### Task objective
Everything from the line containing "If it's not too much trouble, could you box the peach" through the end of the entries below must be set down exactly, and nothing else.

### Listed records
▽

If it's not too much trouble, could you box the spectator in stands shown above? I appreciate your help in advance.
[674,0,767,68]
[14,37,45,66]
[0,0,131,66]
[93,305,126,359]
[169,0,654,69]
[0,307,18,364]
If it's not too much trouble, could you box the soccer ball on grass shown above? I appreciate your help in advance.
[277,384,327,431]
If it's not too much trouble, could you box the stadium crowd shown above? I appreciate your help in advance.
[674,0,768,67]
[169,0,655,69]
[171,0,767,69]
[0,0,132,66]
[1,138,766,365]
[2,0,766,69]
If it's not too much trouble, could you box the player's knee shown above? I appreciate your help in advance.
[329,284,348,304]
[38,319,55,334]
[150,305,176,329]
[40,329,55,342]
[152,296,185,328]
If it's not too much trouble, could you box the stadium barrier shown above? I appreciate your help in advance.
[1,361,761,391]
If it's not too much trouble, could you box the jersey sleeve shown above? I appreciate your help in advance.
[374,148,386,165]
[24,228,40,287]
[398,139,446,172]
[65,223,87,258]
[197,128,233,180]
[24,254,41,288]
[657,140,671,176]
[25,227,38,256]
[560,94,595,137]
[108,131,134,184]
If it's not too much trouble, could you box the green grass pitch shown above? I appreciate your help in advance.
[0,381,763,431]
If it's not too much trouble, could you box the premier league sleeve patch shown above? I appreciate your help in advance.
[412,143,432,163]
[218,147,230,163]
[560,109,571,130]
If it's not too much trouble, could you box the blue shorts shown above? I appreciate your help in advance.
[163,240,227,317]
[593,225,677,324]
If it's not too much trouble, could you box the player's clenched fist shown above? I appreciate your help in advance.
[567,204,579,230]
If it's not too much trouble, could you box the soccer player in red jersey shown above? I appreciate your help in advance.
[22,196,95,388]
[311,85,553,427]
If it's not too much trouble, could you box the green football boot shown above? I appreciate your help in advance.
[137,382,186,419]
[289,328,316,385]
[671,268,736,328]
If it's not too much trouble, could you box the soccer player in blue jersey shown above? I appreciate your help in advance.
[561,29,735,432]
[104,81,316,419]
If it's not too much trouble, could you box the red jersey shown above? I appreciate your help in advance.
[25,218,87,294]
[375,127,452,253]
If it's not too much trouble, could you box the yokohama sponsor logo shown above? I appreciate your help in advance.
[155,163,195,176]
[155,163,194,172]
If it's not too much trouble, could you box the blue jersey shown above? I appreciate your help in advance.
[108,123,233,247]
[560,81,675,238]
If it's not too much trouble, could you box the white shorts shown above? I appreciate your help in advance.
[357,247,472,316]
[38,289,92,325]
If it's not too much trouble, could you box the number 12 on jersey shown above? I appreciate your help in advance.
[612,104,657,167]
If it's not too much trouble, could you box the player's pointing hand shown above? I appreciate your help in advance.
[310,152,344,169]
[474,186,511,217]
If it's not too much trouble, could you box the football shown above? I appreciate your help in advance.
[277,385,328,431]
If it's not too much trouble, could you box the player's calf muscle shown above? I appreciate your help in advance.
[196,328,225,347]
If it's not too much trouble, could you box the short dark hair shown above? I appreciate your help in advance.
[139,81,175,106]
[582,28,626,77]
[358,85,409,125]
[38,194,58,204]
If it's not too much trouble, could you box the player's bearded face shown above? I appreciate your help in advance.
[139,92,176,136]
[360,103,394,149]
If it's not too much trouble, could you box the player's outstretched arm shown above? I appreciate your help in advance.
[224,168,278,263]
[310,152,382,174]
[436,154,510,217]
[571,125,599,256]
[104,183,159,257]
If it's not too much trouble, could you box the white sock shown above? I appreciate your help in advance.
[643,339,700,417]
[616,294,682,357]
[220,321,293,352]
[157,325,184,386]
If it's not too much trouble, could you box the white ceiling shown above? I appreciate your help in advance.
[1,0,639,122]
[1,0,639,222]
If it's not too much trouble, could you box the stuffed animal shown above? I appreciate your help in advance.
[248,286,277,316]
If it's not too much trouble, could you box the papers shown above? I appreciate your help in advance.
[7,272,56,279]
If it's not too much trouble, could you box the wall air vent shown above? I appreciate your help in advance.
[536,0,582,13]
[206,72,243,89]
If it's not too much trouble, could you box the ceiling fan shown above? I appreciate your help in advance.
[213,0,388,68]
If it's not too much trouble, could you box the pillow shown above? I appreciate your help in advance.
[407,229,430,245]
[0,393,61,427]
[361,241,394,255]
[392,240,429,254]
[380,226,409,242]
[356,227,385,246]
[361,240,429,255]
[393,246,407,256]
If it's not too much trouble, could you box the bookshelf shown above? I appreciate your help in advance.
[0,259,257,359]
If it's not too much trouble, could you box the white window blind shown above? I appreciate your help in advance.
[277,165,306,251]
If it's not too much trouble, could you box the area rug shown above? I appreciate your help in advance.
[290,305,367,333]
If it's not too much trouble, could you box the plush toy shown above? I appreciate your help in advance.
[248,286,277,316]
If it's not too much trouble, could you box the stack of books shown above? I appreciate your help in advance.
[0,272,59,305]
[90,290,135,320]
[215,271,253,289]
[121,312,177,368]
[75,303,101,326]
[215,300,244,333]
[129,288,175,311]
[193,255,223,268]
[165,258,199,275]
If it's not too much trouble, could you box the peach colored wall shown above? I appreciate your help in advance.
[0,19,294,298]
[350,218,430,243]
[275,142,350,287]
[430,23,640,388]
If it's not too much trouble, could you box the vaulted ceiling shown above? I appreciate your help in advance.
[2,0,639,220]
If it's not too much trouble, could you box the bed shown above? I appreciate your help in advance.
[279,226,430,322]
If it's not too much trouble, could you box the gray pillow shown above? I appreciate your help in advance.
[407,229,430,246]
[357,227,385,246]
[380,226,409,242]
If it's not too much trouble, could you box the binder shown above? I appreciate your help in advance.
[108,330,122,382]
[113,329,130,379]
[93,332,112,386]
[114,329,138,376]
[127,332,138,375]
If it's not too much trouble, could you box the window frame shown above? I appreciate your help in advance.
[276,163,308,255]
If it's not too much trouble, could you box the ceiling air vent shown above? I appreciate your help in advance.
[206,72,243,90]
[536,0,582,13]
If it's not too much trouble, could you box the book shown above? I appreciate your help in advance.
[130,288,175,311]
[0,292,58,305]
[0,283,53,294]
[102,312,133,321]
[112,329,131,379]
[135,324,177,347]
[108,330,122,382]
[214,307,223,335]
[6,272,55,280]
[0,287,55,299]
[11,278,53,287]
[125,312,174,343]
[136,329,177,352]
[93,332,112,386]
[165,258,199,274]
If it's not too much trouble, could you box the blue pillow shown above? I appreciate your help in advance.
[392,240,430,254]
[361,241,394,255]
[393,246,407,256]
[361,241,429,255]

△

### Response to the task
If it's not too much trouble, could you box the peach colored wall shown above? I appreciate your help in advance.
[0,19,294,298]
[350,218,430,243]
[275,142,350,287]
[430,23,640,388]
If it's not too much trouble, could you box the vaulted ceiling shown above? I appreciate your help in advance.
[2,0,639,220]
If it's not too much trouble, could you box the bed shown above? I appreciate your help in advance.
[279,226,430,322]
If it's not too much trouble, could you box the gray pillow shown above? I appreciate your help in advance.
[407,229,430,246]
[357,227,385,246]
[380,226,409,242]
If it's not too much trouble, could you box the binder shown above? I appreciate your help in advance.
[108,330,122,382]
[113,329,130,379]
[93,332,112,386]
[114,329,138,376]
[127,332,138,375]
If it's not too much trouble, could you box the window frame shown above? I appreciate your help in advance.
[276,163,308,255]
If it's not too much trouble, could you box the ceiling air vent shown above? I appreciate your help in advance.
[206,72,243,90]
[536,0,582,13]
If it's not too much trouble, could you box the book shown above? I appreciate your help in advance.
[130,288,175,311]
[0,292,58,305]
[0,283,53,294]
[102,312,133,321]
[112,329,131,379]
[135,324,177,347]
[108,330,122,382]
[214,307,223,335]
[6,272,55,280]
[0,287,55,299]
[11,278,53,287]
[125,312,174,343]
[136,329,177,352]
[93,332,112,386]
[165,258,199,274]
If it's not too much trouble, could you box the blue pillow shown above? I appreciate your help in advance.
[392,240,430,254]
[361,241,394,255]
[393,246,407,256]
[361,241,429,255]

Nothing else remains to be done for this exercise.